**Istruzioni**.
a: Elenca tutti i numeri scritti in cifre nel testo estratto, nell'ordine in cui compaiono.
b: Trascrivi dal testo estratto il passo tra "Pochi giorni fa" e "classifica gli extraprofitti.", estremi inclusi.
c: Traduci in inglese questa frase del testo estratto: "Attenzione, non è una bocciatura del principio in sé ma delle modalità con cui il decreto del 21 marzo, attualmente al vaglio del Parlamento, classifica gli extraprofitti."

===== Testo estratto

Non sono i primi a schierarsi contro la tassa sugli extraprofitti delle grandi aziende dell’energia, nata e concepita dal governo di Mario Draghi per finanziare il pacchetto da 4,4 miliardi con cui calmierare il prezzo dei carburanti, fino a tutto aprile. Un contributo del 10% sugli utili extra maturati nel 2021, una quarantina di miliardi di bacino, da cui attingere i fondi per disinnescare la mina alla pompa di benzina, dopo settimane di carburanti oltre i 2 euro al litro.

Pochi giorni fa era stato l’Istituto Bruno Leoni ad aprire le danze. E oggi è toccato a un’altra realtà di peso, Assonime, l’associazione delle spa italiane (qui l’intervista di poco tempo fa al dg, Stefano Micossi). La musica è sempre quella, il prelievo non s’ha da fare. Attenzione, non è una bocciatura del principio in sé ma delle modalità con cui il decreto del 21 marzo, attualmente al vaglio del Parlamento, classifica gli extraprofitti.

==========
===== Dati forniti

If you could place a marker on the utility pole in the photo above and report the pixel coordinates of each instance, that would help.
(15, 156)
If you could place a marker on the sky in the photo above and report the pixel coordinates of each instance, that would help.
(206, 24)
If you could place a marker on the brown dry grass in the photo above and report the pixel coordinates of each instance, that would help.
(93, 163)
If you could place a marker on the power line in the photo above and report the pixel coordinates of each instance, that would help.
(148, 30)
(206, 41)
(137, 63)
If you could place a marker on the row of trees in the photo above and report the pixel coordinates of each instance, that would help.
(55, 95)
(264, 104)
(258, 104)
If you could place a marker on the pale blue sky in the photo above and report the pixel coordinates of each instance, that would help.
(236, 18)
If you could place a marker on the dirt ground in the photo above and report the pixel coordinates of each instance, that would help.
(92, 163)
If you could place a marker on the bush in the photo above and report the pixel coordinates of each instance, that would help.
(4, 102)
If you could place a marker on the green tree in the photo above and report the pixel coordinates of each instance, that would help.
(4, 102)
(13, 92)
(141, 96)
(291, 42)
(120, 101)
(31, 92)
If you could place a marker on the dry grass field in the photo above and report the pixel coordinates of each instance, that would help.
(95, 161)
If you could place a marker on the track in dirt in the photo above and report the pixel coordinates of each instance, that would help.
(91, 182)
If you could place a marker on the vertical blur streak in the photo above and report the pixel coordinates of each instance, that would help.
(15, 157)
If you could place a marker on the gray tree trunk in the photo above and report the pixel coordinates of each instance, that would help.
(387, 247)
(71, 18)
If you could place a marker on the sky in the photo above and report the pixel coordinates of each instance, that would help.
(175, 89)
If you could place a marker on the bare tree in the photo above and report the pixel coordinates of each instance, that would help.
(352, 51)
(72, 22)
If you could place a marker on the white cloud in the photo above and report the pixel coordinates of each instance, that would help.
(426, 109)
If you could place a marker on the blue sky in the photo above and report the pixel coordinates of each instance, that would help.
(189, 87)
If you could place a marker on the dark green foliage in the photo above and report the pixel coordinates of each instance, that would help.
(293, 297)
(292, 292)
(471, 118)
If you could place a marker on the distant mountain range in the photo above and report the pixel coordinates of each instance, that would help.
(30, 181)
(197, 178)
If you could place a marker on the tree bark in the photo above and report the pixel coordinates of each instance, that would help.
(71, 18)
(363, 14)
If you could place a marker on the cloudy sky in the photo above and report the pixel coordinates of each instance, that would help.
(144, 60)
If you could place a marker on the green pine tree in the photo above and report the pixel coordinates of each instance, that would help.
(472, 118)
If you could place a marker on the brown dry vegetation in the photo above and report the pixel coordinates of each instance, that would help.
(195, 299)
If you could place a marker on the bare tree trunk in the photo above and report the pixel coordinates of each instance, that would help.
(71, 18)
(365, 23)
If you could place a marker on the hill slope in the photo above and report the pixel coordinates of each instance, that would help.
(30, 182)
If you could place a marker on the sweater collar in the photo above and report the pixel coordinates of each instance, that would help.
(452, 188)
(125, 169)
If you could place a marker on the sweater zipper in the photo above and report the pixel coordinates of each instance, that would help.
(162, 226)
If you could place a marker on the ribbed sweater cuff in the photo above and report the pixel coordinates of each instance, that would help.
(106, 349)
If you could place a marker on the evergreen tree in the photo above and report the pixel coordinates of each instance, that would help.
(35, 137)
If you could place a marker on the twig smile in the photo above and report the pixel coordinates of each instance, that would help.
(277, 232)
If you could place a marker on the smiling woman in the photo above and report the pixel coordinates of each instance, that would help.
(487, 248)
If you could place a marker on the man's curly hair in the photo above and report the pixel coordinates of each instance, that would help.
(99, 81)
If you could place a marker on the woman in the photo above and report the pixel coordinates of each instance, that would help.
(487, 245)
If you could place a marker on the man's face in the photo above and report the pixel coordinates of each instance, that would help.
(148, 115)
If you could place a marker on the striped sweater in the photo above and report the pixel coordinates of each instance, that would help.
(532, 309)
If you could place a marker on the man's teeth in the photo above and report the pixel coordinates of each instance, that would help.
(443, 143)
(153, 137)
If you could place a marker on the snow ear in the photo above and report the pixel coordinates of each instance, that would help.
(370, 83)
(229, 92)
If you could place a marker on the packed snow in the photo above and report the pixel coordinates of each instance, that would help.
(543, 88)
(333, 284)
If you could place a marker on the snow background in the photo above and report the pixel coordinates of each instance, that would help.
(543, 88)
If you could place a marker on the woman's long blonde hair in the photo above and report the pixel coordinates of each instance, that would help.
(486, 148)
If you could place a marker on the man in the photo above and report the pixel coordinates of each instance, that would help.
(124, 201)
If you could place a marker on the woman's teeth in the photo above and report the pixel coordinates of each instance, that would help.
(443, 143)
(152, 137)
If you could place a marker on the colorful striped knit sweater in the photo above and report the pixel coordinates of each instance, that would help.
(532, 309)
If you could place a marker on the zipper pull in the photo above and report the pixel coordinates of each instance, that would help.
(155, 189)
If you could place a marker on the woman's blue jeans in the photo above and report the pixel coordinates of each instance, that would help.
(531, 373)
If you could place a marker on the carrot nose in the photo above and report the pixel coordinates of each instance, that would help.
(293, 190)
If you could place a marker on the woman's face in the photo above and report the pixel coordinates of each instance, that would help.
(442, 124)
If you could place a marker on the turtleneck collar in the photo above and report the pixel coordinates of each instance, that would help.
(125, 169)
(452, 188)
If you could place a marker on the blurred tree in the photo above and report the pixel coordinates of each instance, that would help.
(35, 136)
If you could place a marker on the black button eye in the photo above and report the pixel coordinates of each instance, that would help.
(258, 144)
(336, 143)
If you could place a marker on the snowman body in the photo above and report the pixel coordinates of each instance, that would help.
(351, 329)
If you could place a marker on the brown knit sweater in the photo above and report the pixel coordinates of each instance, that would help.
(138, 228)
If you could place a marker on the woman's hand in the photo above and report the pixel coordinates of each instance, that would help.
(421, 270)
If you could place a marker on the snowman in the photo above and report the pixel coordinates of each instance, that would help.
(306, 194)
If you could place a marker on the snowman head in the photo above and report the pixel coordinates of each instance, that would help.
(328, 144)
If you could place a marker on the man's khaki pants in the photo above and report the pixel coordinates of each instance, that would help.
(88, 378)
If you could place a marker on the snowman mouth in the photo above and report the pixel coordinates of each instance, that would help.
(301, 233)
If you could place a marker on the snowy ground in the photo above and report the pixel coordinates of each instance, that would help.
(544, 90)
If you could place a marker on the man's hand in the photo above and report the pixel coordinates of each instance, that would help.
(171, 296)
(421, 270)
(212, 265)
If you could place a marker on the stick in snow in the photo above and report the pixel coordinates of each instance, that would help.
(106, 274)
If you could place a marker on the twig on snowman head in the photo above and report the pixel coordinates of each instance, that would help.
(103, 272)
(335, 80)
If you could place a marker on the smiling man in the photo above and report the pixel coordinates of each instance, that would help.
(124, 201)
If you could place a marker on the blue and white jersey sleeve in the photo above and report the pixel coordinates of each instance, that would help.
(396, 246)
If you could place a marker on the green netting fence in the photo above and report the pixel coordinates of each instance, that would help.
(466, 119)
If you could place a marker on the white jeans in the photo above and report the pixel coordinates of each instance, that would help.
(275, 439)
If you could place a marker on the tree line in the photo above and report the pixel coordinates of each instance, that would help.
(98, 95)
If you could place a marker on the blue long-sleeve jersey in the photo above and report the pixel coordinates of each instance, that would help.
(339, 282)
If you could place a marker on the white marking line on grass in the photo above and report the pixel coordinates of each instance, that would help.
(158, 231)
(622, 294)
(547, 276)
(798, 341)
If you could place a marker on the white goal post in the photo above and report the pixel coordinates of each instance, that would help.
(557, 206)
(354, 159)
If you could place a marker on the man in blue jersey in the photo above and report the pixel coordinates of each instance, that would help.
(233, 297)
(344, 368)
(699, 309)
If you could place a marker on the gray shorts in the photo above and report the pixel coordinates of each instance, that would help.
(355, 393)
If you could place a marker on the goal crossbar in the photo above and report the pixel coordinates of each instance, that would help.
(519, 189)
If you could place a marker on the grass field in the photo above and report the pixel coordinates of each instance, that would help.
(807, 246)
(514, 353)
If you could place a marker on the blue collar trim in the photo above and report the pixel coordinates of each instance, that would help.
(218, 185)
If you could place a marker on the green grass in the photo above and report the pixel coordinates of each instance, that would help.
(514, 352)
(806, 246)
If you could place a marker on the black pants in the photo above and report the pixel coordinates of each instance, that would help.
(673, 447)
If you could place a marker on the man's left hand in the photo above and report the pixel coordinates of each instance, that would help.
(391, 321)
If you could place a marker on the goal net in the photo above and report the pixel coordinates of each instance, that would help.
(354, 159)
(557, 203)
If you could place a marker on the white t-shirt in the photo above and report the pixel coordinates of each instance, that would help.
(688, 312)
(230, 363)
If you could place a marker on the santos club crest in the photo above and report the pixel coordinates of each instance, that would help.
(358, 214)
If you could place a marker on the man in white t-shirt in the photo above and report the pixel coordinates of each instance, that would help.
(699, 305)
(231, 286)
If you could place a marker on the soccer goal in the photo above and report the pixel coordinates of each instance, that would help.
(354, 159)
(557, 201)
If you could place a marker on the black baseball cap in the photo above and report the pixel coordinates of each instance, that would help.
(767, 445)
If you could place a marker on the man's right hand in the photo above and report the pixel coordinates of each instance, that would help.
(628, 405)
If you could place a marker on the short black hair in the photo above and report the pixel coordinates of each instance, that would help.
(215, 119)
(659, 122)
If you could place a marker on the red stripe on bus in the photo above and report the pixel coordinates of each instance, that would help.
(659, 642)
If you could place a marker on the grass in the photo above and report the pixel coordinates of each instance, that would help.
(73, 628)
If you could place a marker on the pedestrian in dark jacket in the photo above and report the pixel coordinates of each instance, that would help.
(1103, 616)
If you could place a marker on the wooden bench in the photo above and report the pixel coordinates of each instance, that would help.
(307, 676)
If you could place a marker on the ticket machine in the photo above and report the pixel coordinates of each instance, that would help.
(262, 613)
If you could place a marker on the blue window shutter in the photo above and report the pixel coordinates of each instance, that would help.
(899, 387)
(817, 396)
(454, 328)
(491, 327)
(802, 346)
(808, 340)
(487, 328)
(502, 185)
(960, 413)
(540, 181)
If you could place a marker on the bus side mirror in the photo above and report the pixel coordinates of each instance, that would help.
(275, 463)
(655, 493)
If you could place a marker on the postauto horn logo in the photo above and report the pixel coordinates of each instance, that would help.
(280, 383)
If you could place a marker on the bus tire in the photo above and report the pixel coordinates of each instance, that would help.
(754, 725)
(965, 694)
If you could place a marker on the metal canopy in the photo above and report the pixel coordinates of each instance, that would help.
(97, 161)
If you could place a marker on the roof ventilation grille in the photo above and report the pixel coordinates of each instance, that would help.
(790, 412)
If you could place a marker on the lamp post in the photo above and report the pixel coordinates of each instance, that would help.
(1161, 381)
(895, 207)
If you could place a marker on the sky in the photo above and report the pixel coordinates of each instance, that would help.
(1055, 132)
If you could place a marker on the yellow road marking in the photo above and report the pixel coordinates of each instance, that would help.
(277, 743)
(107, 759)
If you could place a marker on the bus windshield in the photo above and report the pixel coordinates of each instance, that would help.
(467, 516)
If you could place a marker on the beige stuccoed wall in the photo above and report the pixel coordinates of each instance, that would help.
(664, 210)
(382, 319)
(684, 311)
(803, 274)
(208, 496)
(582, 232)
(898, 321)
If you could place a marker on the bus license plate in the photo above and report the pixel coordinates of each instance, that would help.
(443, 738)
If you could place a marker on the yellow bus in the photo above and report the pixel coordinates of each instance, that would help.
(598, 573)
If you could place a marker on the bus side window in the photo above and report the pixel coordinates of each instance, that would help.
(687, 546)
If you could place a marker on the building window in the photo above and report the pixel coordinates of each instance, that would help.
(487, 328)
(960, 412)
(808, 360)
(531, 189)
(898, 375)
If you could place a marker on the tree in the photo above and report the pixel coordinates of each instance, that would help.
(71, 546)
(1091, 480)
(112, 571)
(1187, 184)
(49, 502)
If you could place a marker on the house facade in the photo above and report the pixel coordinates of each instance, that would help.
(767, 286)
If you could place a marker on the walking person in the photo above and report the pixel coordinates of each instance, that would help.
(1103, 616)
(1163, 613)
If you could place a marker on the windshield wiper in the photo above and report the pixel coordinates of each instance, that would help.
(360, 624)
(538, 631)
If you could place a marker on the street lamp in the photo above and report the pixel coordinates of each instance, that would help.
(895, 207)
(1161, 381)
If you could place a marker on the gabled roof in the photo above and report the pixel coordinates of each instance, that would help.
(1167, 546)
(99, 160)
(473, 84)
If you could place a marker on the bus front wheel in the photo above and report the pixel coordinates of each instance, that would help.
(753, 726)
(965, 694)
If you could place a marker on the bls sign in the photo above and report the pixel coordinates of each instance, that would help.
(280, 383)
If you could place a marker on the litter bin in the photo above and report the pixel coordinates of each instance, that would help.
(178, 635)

==========

**Risposte**.
a:
4,4
10
2021
2
21

b:
Pochi giorni fa era stato l’Istituto Bruno Leoni ad aprire le danze. E oggi è toccato a un’altra realtà di peso, Assonime, l’associazione delle spa italiane (qui l’intervista di poco tempo fa al dg, Stefano Micossi). La musica è sempre quella, il prelievo non s’ha da fare. Attenzione, non è una bocciatura del principio in sé ma delle modalità con cui il decreto del 21 marzo, attualmente al vaglio del Parlamento, classifica gli extraprofitti.

c: Note that this is not a rejection of the principle itself but of the way in which the March 21 decree, currently under review by Parliament, classifies windfall profits.